[Tasks to complete]:
1 – In the street outreach account, copy the passage between "It was now after" and "from our centre.", inclusive, and substitute "families" for "parents".
2 – Please summarize the street outreach account in two sentences.
3 – Carry on the street outreach account from the point where it stops.

[Text section]:
After the sweets it was time for a quick snack and drink before we finished. We would usually have a song and short Bible story but tonight we focused on celebrations for ‘The day of the child.’

It was now after 7 and getting dark and a lot of the children are under 5, so we sent them to their homes, giving out hugs as they went. As many of them left we stayed to chat to a few of the parents and the older children from our centre.
I noticed some of children from our centre hanging around with a slightly older boy on his bike. He was clearly the ‘leader’ of their conversation. I have seen him before, he often hangs around during our activities on the streets. He makes me nervous. He is a bit too old to be hanging around. I noticed one of the young boys who holds a special place in my heart (I know I shouldn’t have favourites) with this older boy and contemplated intervening. They looked like they were getting ready to go off somewhere together and I didn’t want him to go with them. I wanted them all to go to their homes, hoping that was their safest option yet knowing for some it may not be.
I sat conflicted, should I intervene or not, I didn’t want to overstep after all I am not his mother. In the centre he listens to me, he respects me, he loves me, but here it could be different. Now we were on the streets, where the rules are different.

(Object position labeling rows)
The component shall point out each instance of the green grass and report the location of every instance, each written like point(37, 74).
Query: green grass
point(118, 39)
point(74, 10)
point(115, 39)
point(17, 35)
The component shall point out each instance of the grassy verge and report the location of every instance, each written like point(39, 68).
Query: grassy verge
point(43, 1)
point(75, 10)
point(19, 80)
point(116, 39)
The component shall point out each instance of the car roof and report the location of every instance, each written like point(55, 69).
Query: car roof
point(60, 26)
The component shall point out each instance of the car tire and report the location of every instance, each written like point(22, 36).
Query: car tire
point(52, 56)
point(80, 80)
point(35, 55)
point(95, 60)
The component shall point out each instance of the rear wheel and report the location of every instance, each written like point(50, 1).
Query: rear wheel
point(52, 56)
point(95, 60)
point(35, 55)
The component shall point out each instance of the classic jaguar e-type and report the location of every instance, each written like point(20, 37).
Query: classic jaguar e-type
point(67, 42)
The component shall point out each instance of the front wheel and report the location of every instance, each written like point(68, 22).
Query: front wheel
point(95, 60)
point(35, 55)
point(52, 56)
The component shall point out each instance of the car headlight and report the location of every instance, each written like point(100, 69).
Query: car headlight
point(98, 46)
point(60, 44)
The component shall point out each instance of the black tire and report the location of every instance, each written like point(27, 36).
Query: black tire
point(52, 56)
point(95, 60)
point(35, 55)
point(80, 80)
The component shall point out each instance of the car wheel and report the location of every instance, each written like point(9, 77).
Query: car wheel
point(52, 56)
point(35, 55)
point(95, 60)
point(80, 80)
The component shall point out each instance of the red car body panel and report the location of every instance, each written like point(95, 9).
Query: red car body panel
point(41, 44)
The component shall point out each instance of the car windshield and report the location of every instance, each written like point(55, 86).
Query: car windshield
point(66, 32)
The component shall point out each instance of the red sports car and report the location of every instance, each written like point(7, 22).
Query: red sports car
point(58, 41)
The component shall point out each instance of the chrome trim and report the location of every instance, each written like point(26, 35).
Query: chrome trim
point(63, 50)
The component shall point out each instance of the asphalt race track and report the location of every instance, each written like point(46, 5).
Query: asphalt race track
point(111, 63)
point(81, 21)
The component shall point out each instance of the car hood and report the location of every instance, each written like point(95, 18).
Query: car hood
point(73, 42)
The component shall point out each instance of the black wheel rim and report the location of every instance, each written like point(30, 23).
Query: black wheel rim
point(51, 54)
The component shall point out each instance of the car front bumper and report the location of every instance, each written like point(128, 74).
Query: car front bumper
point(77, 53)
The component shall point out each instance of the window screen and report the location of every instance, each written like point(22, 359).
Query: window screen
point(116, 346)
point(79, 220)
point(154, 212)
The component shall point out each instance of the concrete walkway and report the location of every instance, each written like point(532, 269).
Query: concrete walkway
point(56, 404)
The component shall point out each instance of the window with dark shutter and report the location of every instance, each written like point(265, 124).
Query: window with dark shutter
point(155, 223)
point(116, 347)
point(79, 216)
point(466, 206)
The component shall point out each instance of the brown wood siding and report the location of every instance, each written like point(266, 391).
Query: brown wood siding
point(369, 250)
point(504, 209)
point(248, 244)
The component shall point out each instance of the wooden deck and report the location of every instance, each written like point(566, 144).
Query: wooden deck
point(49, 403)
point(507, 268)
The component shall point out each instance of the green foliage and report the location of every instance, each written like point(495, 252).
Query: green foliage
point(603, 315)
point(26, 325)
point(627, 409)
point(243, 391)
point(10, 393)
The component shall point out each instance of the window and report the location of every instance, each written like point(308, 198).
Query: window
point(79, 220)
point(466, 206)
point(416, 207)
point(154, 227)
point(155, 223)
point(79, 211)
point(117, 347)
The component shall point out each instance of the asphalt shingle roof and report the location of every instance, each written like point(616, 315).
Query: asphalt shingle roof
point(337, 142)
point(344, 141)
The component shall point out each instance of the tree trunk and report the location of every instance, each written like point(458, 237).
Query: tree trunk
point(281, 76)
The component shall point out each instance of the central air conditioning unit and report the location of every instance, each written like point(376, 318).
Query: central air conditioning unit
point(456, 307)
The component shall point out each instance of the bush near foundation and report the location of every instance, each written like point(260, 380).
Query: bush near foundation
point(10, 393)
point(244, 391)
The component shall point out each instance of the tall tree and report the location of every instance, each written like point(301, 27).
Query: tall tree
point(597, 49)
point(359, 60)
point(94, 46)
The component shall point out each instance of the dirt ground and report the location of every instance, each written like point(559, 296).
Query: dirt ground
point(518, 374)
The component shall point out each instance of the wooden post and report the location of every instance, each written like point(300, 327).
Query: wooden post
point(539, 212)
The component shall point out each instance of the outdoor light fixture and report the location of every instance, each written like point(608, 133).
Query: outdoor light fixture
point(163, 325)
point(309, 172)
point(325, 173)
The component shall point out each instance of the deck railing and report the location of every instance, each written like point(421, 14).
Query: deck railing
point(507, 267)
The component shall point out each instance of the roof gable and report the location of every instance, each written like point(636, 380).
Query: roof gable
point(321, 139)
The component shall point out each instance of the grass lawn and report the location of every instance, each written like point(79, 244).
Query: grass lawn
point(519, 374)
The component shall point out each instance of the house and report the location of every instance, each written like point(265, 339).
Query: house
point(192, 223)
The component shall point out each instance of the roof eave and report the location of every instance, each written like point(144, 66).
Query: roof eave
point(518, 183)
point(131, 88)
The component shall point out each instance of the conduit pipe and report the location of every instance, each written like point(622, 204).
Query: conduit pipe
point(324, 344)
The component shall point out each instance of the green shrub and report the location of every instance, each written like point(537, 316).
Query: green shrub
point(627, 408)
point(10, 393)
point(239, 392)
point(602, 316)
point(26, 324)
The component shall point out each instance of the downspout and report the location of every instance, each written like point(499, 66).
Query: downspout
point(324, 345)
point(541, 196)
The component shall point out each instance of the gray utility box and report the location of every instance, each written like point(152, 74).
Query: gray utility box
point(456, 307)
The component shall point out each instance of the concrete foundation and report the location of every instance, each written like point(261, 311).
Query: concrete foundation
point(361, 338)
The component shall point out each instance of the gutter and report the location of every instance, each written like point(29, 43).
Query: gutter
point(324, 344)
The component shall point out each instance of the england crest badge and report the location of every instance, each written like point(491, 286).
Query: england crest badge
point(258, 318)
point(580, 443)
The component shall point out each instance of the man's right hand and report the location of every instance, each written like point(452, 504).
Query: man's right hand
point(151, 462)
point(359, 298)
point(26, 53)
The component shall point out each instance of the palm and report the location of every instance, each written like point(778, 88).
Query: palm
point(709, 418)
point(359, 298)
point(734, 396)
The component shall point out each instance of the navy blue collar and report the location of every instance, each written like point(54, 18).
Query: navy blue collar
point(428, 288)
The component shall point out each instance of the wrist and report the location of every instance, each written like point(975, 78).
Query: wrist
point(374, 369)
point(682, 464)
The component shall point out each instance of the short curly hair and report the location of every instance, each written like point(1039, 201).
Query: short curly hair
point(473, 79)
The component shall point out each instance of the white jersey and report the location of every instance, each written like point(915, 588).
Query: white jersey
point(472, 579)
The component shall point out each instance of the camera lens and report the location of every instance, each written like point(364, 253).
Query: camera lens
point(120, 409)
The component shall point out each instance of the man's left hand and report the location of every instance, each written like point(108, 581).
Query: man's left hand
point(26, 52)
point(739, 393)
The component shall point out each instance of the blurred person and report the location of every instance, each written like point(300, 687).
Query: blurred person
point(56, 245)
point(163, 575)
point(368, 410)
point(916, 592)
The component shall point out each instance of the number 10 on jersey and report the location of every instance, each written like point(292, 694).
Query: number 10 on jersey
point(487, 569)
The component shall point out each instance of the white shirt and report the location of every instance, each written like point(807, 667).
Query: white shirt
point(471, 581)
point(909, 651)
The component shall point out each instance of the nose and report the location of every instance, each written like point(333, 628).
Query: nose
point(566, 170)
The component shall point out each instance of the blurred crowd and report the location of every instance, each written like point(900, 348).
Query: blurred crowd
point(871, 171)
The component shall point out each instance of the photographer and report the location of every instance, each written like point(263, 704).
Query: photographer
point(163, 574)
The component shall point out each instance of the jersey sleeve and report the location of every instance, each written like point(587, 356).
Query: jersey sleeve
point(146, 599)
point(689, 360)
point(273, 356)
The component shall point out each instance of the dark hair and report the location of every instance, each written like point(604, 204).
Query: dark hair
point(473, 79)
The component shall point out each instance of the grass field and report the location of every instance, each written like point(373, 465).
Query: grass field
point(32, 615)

[Written answers]:
1 –
It was now after 7 and getting dark and a lot of the children are under 5, so we sent them to their homes, giving out hugs as they went. As many of them left we stayed to chat to a few of the families and the older children from our centre.

2 – After a snack and a celebration for "The day of the child," the young children were sent home as it grew dark, while the writer stayed to chat with some parents and older children from the centre. The writer saw a favorite young boy with an older boy on a bike who made the writer nervous, and struggled over whether to intervene, since the writer is not his mother and the rules on the streets are different.

3 –
I asked his mentor to have a quiet word with him. A better option than me talking with him. His mentor found out that he had been locked out of his house until 9pm because his mum was out working and had the key. His mum is a prostitute. So, he had no choice but to be out until she got home and in turn I had no choice but to let him be. This is the life he is used to, it isn’t strange to him.

Watching him walk away, in his adorable little shorts with his tucked in polo shirt, a 9-year-old boy left to play in the streets till 9pm, my heart broke. It ached inside my chest, heavy and burdened. This little boy is one of many whom I have come to love deeply, and I don’t think it will ever be easy to watch something like this. I don’t want it to be easy, the pain makes it real it challenges me. It drives me to do more to bring change. To strive for a better life for them.
My evening of fun and games, playing with children in the streets had suddenly been hit by the reality of the situation. The whole reason why we do what we do. I was reminded why I am here, why I do this kind of work, why it matters. And I was reminded once more what it costs.